▸ **What the exercise asks**: Decide whether each statement agrees with the text about holes, answering yes or no and quoting the exact words that settle it. (a) The mole is given as an example of an animal that makes holes. (b) The writer says that what was in a hole disappears once it is taken out. (c) Fire pits appear among the contexts in which people dig holes.

Down a Mole Hole

I’ve been thinking about holes lately.

Everyone seems to go down a rabbit hole. But so many animals/things make holes. For example – the mole – think Wind in the Willows. Or, ostriches. Or those spiders that dig holes and cover them with a web. Ick. Or those ground aerating machines that punch little divets into the ground. The pegs on the bottoms of soccer cleats.

What is a hole?

A lack/loss of something that used to be filling/filled in, and has been taken away. The lack/loss/emptiness of the hole means that the filling-in stuff has been separated from where it should be and put in another place.

If I was going to write a story about a hole, I might…

~write about a character who is a magical bottomless pit. Where DOES all that food go?

~think about various contexts in which people DIG holes: planting, graves/burials, foot in mouth, treasure, sandcastles, pools, foundations, China, flour well for egg/liquid, in cooking, dog bones/poop, fire pits…

~ponder how we use the word hole/whole, piehole, a-hole, holy, holey, wholesome, dig holes, shut your hole, hole in the bottom of the sea, crawl in a hole, dig a hole in conversation, hole up, ‘hole ‘nother sumpthin’ or other, tear/ rip a hole, create a hole, left a hole, hole in my heart, hole in one, hole/burrow, stuck in a hole, fallen down that darn proverbial literary rabbit hole…

~write about things lost, taken away, lacking, and what the flipside of that would be. For example – if someone dies – where do they go? If they leave a hole here, do they fill a hole somewhere else? If you scoop dirt out where does it get displaced to? Everything remains in balance. What WAS in the hole doesn’t disappear when it’s taken out, it has to transform or fill somewhere else. Think about a raindrop striking the ground and how it would look if you were an ant: it moves the dirt out of its way with the force of its weight/mass and the dirt splashes up at the moment the rain splashes down and the hole is created by the loss of dirt, and yet filled by the water, all at once.

▸ **Data excerpt**:
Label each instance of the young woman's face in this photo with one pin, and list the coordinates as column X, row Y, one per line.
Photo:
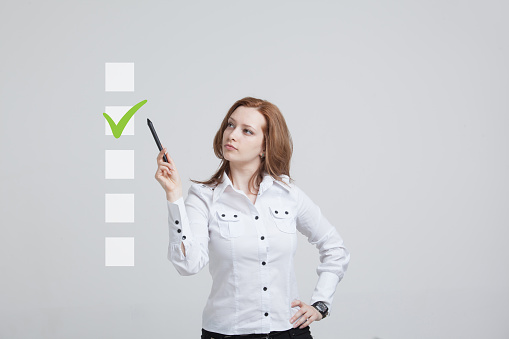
column 244, row 132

▸ **Answer to this problem**:
(a) Yes: "For example – the mole – think Wind in the Willows."
(b) No: "What WAS in the hole doesn’t disappear when it’s taken out, it has to transform or fill somewhere else."
(c) Yes: "fire pits…"